WHAT YOU HAVE TO DO → Transcribe the records in full, keeping every character as it is.

** Start of SUPPLIED DATA **

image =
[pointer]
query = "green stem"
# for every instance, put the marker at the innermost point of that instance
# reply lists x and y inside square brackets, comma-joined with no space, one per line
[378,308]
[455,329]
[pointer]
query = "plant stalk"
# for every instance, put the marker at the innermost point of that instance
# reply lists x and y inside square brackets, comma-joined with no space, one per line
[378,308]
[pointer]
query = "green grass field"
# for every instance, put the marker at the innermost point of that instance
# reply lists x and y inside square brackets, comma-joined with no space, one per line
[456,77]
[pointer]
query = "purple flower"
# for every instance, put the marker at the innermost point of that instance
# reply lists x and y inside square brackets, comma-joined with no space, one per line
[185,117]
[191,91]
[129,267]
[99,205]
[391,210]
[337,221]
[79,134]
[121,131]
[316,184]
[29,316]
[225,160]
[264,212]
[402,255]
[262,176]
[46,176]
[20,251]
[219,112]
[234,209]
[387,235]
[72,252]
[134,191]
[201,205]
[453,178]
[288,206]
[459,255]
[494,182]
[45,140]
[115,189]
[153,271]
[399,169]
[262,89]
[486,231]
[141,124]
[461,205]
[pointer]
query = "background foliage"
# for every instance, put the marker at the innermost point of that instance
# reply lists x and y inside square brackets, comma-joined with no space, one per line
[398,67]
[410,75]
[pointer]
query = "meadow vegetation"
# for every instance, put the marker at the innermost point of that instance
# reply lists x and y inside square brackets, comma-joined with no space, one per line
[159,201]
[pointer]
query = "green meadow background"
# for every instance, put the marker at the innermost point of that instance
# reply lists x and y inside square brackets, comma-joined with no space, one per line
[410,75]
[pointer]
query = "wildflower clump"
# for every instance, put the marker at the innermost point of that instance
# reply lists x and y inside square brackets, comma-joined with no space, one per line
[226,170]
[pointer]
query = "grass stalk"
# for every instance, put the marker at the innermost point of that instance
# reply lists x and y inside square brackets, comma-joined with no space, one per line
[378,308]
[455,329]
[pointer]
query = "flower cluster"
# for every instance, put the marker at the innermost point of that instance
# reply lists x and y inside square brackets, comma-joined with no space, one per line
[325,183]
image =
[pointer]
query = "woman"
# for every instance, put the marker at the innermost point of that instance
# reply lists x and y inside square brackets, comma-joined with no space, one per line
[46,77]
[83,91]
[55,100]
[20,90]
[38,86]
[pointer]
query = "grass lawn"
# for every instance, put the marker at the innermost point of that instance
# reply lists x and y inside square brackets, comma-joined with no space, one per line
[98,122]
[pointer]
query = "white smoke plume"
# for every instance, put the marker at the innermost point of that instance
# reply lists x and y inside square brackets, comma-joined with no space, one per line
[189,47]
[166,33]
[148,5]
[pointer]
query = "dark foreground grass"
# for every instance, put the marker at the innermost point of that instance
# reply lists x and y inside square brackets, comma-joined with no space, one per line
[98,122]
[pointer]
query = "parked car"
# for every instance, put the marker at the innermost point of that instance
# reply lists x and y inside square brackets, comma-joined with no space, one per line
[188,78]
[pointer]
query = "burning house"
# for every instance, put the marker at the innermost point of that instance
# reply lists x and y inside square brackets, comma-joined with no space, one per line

** End of SUPPLIED DATA **

ANSWER →
image =
[pointer]
query = "green stem"
# for every instance, put the marker at the innermost point of that instance
# reply lists x and y inside square brackets, comma-joined with no space, one per line
[378,308]
[455,329]
[pointer]
query = "plant stalk"
# for every instance, put the marker at the innermost point of that instance
# reply lists x and y inside square brackets, comma-joined with no space, one per line
[378,308]
[pointer]
query = "green grass field"
# for every instance, put the marker at the innermost point of that instance
# reply lists x and y inside square brackets, comma-joined with no space, one per line
[456,77]
[pointer]
query = "purple flower"
# for every instance, put the marker at the innermost point of that instance
# reply lists x and y inside square brackets, comma-joined with no space, one per line
[185,117]
[191,91]
[129,267]
[99,205]
[391,210]
[337,221]
[79,134]
[121,131]
[316,184]
[29,316]
[225,160]
[264,212]
[402,255]
[262,176]
[46,176]
[20,251]
[219,112]
[234,209]
[387,235]
[72,252]
[134,191]
[201,205]
[453,178]
[288,206]
[459,255]
[494,182]
[45,140]
[115,189]
[153,271]
[399,169]
[262,89]
[486,231]
[141,124]
[461,205]
[pointer]
query = "background foliage"
# for every instance, put the marker at the innermost point of that instance
# reply lists x and y inside square brackets, comma-joined with no space, one per line
[398,67]
[410,75]
[pointer]
query = "meadow vegetation"
# for every instance, put the marker at the innermost point of that instance
# reply lists x and y inside square brackets, comma-joined with no space, one per line
[159,201]
[pointer]
query = "green meadow background"
# for every instance, put the marker at the innermost point of that instance
# reply lists x and y inside square brackets, comma-joined with no space, one per line
[410,75]
[pointer]
query = "wildflower clump"
# for every instance, put the marker at the innermost point of that instance
# reply lists x and y inside square brackets, comma-joined with no space, one per line
[226,170]
[pointer]
query = "grass stalk"
# for every instance, put the marker at the innermost point of that instance
# reply lists x and y inside square brackets, comma-joined with no space, one per line
[378,308]
[455,329]
[pointer]
query = "flower cluster"
# for every instance, put the marker at the innermost point of that instance
# reply lists x and y inside square brackets, comma-joined with no space, one per line
[325,183]
image =
[pointer]
query = "woman"
# for every instance, put the marker at the innermost point of that instance
# reply lists x and y inside square brackets, comma-joined with no space, one per line
[46,77]
[83,91]
[55,100]
[20,90]
[38,86]
[pointer]
query = "grass lawn"
# for every instance, put the marker at the innermost point of that instance
# reply lists x and y inside square brackets, comma-joined with no space, one per line
[98,122]
[pointer]
query = "white smoke plume"
# for every instance, put the marker at the innermost point of that instance
# reply lists x and y inside square brackets, comma-joined with no space, one per line
[189,47]
[166,33]
[148,5]
[pointer]
query = "dark foreground grass"
# for every instance, put the marker at the innermost point of that instance
# reply lists x and y inside square brackets, comma-joined with no space, one per line
[98,122]
[pointer]
query = "parked car"
# for every instance, put the marker at the innermost point of that instance
# reply lists x and y inside square brackets, comma-joined with no space, one per line
[188,78]
[pointer]
query = "burning house"
# for every instance, put the marker at the innermost point of that instance
# reply lists x and y inside square brackets, comma-joined with no space, one per line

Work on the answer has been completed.